> _EXCERPT PROVIDED_:
It's worked really well! You can see that "there's" has been replaced with "there is", and "I'll" has been replaced with "I will". Let's go ahead and replace this sentence:

In [8]:
english_sample[3] = expandContractions(english_sample[3])
pprint(english_sample)

[u'         In old times when wishing still helped one, there lived a king whose  daughters were all beautiful, but the youngest was so beautiful that the  sun itself, which has seen so much, was astonished whenever it shone in  her face.',
 u'         A certain cat had made the acquaintance of a mouse, and had said so   much to her about the great love and friendship she felt for her, that at  length the mouse agreed that they should live and keep house together.',
 u'         Hard by a great forest dwelt a wood-cutter with his wife, who had an only  child, a little girl three years old.',
 u'         a certain father had two sons, the elder of whom was sharp and  sensible, and could do everything, but the younger was stupid and  could neither learn nor understand anything, and when people saw him  they said, there is a fellow who will give his father some trouble!  when anything had to be done, it was always the elder who was forced  to do it; but if his father bade him fetch anythin

## Standardising your signal words

Bag-of-words analyses rely on getting the frequency of all of the 'signal' words in a piece of text, or those that are likely to characterise what the piece of text is about. For example, in the opening line to *The Frog-King* words such as 'king', 'daughter' and 'beautiful' give a pretty good idea of what the sentence is about. As you might guess, these frequencies rely on these signal words being in the exact same format. However, the same word often has different representations depending on the context. The word 'camp', for example, can be 'camped', 'camps' and 'camping', but these words all ultimately mean the same thing and should be grouped together in a bag-of-words analysis.

One way of addressing this is [stemming](https://en.wikipedia.org/wiki/Stemming). Stemming is where you strip words back to a base form that is common to related words, even if that is not the actual grammatical root of the word. For example, 'judging' would be stripped back to 'judg', although the actual correct root is 'judge'.

As we're interested in processing both English and German texts, we'll use the [Snowball stemmer](http://snowballstem.org/) from Python's NLTK. This stemmer has support for a [wide variety of languages](http://snowballstem.org/algorithms/), including French, Italian, Spanish, Dutch, Swedish, Russian and Finnish.

Let's import the package, and assign the English and German stemmers to different variables.

In [9]:
from nltk.stem.snowball import SnowballStemmer

sbEng = SnowballStemmer('english')
sbGer = SnowballStemmer('german')

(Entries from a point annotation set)
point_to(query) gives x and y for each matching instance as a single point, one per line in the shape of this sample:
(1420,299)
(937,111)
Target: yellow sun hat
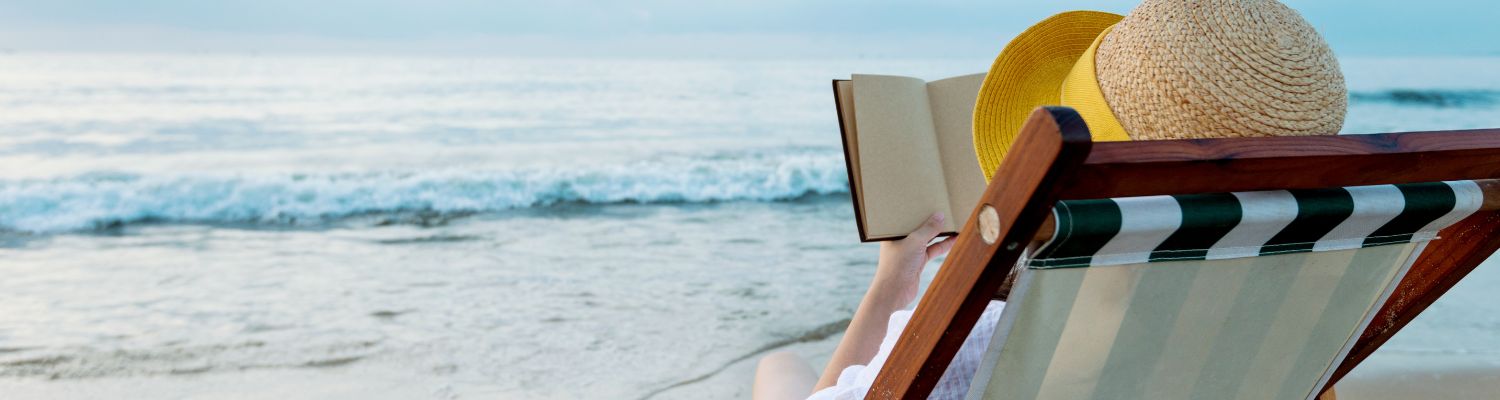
(1170,69)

> _COMPLETE THE FOLLOWING_:
[a] In the text-processing tutorial excerpt, why is the Snowball stemmer from NLTK chosen?
[b] Answer these questions from the text-processing tutorial excerpt:
(i) What has "there's" been replaced with?
(ii) What would stemming strip 'judging' back to?
(iii) What variable names are the English and German stemmers assigned to?

> _ANSWERS FOR THE TASKS_:
[a] The Snowball stemmer is chosen because the work involves processing both English and German texts, and this stemmer supports many languages, including those two.

[b]
(i) "there is"
(ii) 'judg'
(iii) sbEng for English and sbGer for German